« Plumez ce coq! ». Le Matin avait franchi sans doute la dernière des limites vendredi lorsqu’il présentait de la sorte sa Une. Apparemment soucieux de se mettre au niveau de son alter ego alémanique, le quotidien orange touchait finalement le fond, emportant avec lui une frange bien trop importante des suiveurs de l’équipe de Suisse. Après cinq jours d’une euphorie générale qui s’était saisie de l’opinion publique, et parfois spécialisée, de notre pays suite au Suisse-Équateur, le paroxysme était atteint. Il devenait alors impossible de faire marche arrière, l’impression d’invulnérabilité était installée dans les consciences collectives.
Cette nonante-troisième minute dimanche passé (incarnée par le but décisif de Haris Seferovic) aura vraisemblablement causé une partie de la fuite en avant de l’aveuglement du supporter helvète. Pourtant, ce n’était pas faute de trouver des voix préventives. Du côté de la RTS notamment, les commentateurs Alexandre Comisetti et, surtout, Philippe Von Burg s’étaient longtemps désolés de la piètre prestation de la Nati avant de pousser un cri qui s’apparentait plus à du soulagement que de l’admiration sur le 2-1. Mais, sur fond de patriotisme, d’aucuns ont cru bon de taxer ces commentaires de pessimistes ou de défaitistes sur une équipe nationale qui n’arrivait alors à rien ou presque. Pire encore, Le Matin s’en était fait le relais mardi en Une, une fois de plus, en évoquant « l’indignation » suscitée par des commentateurs qui ne pouvaient cependant être plus justes malgré, par moment, un côté « Café du Commerce » quelque peu gênant. Le suiveur de cette équipe de Suisse, souvent occasionnel et rapatrié d’urgence à son chevet en période de compétitions internationales, semble mal se satisfaire de l’objectivité.
Ce dernier sera pourtant contenté lorsque, dès la fin du match et le lendemain dans la presse, les analyses se sont félicitées d’une deuxième mi-temps de qualité. De quoi déclencher la vague de l’optimisme à outrance.

* OBJECTIF A: Traduisez en anglais la phrase suivante du texte source : « Pourtant, ce n'était pas faute de trouver des voix préventives. »

* LIGNES DE DONNÉES:
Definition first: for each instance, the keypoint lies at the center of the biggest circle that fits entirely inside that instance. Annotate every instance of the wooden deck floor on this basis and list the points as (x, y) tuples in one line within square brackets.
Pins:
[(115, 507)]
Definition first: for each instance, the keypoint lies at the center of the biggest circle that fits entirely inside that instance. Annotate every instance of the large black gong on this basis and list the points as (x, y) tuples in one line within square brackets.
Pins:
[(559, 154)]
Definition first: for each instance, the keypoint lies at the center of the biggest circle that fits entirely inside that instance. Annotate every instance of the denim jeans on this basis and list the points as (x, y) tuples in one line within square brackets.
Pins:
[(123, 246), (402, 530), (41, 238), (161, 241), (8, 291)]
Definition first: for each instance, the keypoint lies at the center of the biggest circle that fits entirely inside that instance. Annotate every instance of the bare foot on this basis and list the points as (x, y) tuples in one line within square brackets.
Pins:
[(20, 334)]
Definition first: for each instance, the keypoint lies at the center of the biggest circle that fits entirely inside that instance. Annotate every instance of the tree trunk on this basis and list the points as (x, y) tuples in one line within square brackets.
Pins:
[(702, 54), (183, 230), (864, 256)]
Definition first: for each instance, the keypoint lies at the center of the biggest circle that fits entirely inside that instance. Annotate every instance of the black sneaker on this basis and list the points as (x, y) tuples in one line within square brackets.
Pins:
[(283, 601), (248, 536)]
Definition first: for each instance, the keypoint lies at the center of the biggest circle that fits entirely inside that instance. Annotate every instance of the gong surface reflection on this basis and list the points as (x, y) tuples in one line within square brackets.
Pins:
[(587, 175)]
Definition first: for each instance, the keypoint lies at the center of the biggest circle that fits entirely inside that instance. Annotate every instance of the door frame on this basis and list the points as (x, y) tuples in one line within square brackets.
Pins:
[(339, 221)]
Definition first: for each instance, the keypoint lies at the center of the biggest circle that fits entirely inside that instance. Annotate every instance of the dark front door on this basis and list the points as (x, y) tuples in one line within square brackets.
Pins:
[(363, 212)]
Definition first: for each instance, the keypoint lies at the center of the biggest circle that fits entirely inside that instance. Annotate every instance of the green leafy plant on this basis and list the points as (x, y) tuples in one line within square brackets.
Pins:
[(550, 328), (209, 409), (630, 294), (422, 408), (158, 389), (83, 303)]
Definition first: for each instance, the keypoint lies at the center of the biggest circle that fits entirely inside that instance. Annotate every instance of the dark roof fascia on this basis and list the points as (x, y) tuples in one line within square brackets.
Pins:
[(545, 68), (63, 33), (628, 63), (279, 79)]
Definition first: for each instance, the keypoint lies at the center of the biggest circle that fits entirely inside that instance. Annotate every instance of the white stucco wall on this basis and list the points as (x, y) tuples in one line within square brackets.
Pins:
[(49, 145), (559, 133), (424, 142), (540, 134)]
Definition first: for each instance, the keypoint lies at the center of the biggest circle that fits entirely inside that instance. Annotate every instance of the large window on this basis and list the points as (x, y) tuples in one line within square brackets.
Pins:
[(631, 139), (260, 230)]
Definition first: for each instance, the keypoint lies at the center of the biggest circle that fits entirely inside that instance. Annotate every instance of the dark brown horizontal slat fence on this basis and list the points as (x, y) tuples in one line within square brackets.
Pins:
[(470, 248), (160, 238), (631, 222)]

* OBJECTIF B: Réécrivez en liste numérotée les lignes de données, de la ligne contenant « the large black » à celle contenant « [(123, 246), (402, 530), (41, 238), (161, 241), (8, 291)] », ces deux bornes comprises, en omettant les lignes vides.

* RÉPONSE RÉDIGÉE A: Yet it was not for lack of cautionary voices.

* RÉPONSE RÉDIGÉE B:
1. Definition first: for each instance, the keypoint lies at the center of the biggest circle that fits entirely inside that instance. Annotate every instance of the large black gong on this basis and list the points as (x, y) tuples in one line within square brackets.
2. Pins:
3. [(559, 154)]
4. Definition first: for each instance, the keypoint lies at the center of the biggest circle that fits entirely inside that instance. Annotate every instance of the denim jeans on this basis and list the points as (x, y) tuples in one line within square brackets.
5. Pins:
6. [(123, 246), (402, 530), (41, 238), (161, 241), (8, 291)]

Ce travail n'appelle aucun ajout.